Rewrite all of the rows below as a JSON list of strings with one string per line, omitting blank lines and leaving the pictures out of the answer.

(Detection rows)
════════════════════

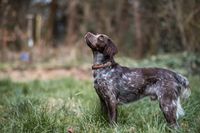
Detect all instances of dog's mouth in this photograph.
[85,32,97,49]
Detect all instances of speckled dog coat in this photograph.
[85,32,190,127]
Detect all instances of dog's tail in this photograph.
[174,73,191,99]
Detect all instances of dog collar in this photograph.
[92,61,113,70]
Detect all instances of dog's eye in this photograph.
[98,35,104,41]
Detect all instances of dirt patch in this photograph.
[0,68,92,82]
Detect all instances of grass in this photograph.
[0,76,200,133]
[0,53,200,133]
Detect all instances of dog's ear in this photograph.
[103,39,118,57]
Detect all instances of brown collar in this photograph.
[92,61,113,70]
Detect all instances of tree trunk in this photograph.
[66,0,78,44]
[133,0,144,59]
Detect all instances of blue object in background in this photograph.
[20,52,30,62]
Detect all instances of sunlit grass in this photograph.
[0,77,200,133]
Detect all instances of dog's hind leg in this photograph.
[159,97,179,128]
[106,99,117,124]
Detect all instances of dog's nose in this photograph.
[85,32,94,38]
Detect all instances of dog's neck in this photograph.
[92,51,117,69]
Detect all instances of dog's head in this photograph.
[85,32,117,57]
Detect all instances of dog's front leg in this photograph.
[106,100,117,125]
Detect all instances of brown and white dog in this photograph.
[85,32,190,128]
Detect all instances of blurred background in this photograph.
[0,0,200,80]
[0,0,200,133]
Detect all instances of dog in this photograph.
[85,32,190,128]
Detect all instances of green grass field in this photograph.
[0,53,200,133]
[0,77,200,133]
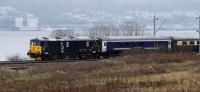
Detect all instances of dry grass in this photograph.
[0,51,200,92]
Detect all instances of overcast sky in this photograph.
[0,0,200,12]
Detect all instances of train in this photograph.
[27,36,199,61]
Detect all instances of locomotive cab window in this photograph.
[190,41,195,45]
[86,41,90,47]
[66,42,69,47]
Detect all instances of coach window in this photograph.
[66,42,69,47]
[86,41,90,47]
[103,42,107,46]
[168,41,172,45]
[182,41,187,45]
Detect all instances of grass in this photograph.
[0,51,200,92]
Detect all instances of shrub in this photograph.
[6,54,25,61]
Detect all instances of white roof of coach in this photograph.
[37,37,98,41]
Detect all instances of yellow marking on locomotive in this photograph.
[29,46,42,54]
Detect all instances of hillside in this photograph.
[0,51,200,92]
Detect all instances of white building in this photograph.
[15,15,38,31]
[15,17,24,29]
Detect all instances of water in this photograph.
[0,31,198,61]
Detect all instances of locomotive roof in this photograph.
[173,37,199,40]
[103,36,171,41]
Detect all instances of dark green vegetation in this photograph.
[0,51,200,92]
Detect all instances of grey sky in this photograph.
[0,0,200,12]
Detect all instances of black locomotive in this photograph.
[28,36,199,60]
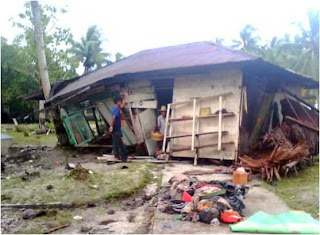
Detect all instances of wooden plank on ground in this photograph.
[127,93,155,102]
[131,100,158,109]
[1,203,75,209]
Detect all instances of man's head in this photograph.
[114,95,123,107]
[160,105,167,117]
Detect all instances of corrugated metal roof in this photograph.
[49,42,314,101]
[50,42,258,100]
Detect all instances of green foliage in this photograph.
[1,38,39,121]
[11,2,77,82]
[23,130,29,137]
[233,10,319,80]
[71,25,111,74]
[1,2,77,121]
[262,164,319,218]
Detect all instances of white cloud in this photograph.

════════════════════

▶ [Expected output]
[
  "Detect all instances of dog's mouth in this photograph.",
  "[85,32,97,49]",
  "Detect all instances of speckled dog coat in this photograph.",
  "[85,32,190,127]",
  "Detect all instances of dog's tail in this photograph.",
  "[174,73,191,99]",
  "Detect all instances of dog collar in this photograph.",
  "[92,61,113,70]",
  "Detect all instances of dog's eye in this photograph.",
  "[98,35,104,41]",
  "Detect all instances of dirt patch in this photograph.",
  "[0,68,92,82]",
  "Detect all instances of grass in this photograph.",
  "[0,76,200,133]",
  "[0,53,200,133]",
  "Detect all instances of dog's ear in this photograph.",
  "[103,39,118,57]",
  "Detect all instances of brown collar in this photograph.",
  "[92,61,113,70]",
  "Detect all instances of tree trunk in this photograph.",
  "[66,0,78,44]",
  "[133,0,144,59]",
  "Detect all instances of blue object in background in this photograph.",
  "[20,52,30,62]",
  "Detect all instances of sunlit grass in this photograph.",
  "[0,77,200,133]",
  "Detect all instances of dog's hind leg in this photograph.",
  "[159,97,179,128]",
  "[106,99,117,124]",
  "Detect all instances of dog's nose in this photograph.",
  "[85,32,94,38]",
  "Detect all instances of dog's neck in this photograph.",
  "[92,51,117,69]",
  "Detect all instances of dog's head in this photograph.",
  "[85,32,117,57]",
  "Detect all instances of dog's front leg in this photograph.",
  "[106,100,117,125]",
  "Detect all instances of brown and white dog in this photograph.",
  "[85,32,190,128]",
  "Detect all instances of blurred background in this photograph.",
  "[0,0,200,80]",
  "[0,0,200,133]",
  "Detect all instances of dog in this photograph.",
  "[85,32,190,128]",
  "Detect all instances of green grass field in this photograph.",
  "[0,53,200,133]",
  "[0,77,200,133]",
  "Detect all instances of dry grass in this photograph.",
  "[0,51,200,92]",
  "Detect all instances of overcast sky in this photograph.",
  "[0,0,200,12]",
  "Detect all instances of train in this photograph.",
  "[27,36,199,61]",
  "Detect all instances of locomotive cab window in this photograph.",
  "[190,41,195,45]",
  "[86,41,90,47]",
  "[66,42,69,47]",
  "Detect all instances of coach window in this photograph.",
  "[66,42,69,47]",
  "[86,41,90,47]",
  "[103,42,107,46]",
  "[168,41,172,45]",
  "[182,41,187,45]",
  "Detect all instances of grass in this photograph.",
  "[0,51,200,92]",
  "Detect all instances of shrub in this photograph.",
  "[6,54,25,61]",
  "Detect all instances of white roof of coach in this photograph.",
  "[37,37,98,41]",
  "Detect all instances of yellow marking on locomotive in this photograph.",
  "[29,46,42,54]",
  "Detect all instances of hillside in this photograph.",
  "[0,51,200,92]",
  "Detect all instances of white building in this photograph.",
  "[15,15,38,31]",
  "[15,17,24,29]",
  "Detect all instances of water in this photograph.",
  "[0,31,198,61]",
  "Detect all instances of locomotive roof in this photograph.",
  "[173,37,199,40]",
  "[103,36,171,41]",
  "Detect all instances of dark green vegetation in this photograph.",
  "[0,51,200,92]",
  "Detect all instances of grey sky in this photograph.",
  "[0,0,200,12]",
  "Detect all instances of black locomotive in this photograph.",
  "[28,36,199,60]",
  "Detect all instances of wooden plank on ground in this photograph.",
  "[127,93,155,102]",
  "[131,100,158,109]",
  "[1,203,75,209]",
  "Detect all instances of man's head in this photograph.",
  "[114,95,123,107]",
  "[160,105,167,117]",
  "Detect all instances of corrugated metal roof in this photograph.",
  "[49,42,314,101]",
  "[50,42,258,100]",
  "Detect all instances of green foliage in this photograph.",
  "[1,38,39,121]",
  "[11,2,77,82]",
  "[23,130,29,137]",
  "[233,10,319,80]",
  "[71,25,111,74]",
  "[1,2,77,121]",
  "[262,164,319,218]",
  "Detect all instances of white cloud in this photograph."
]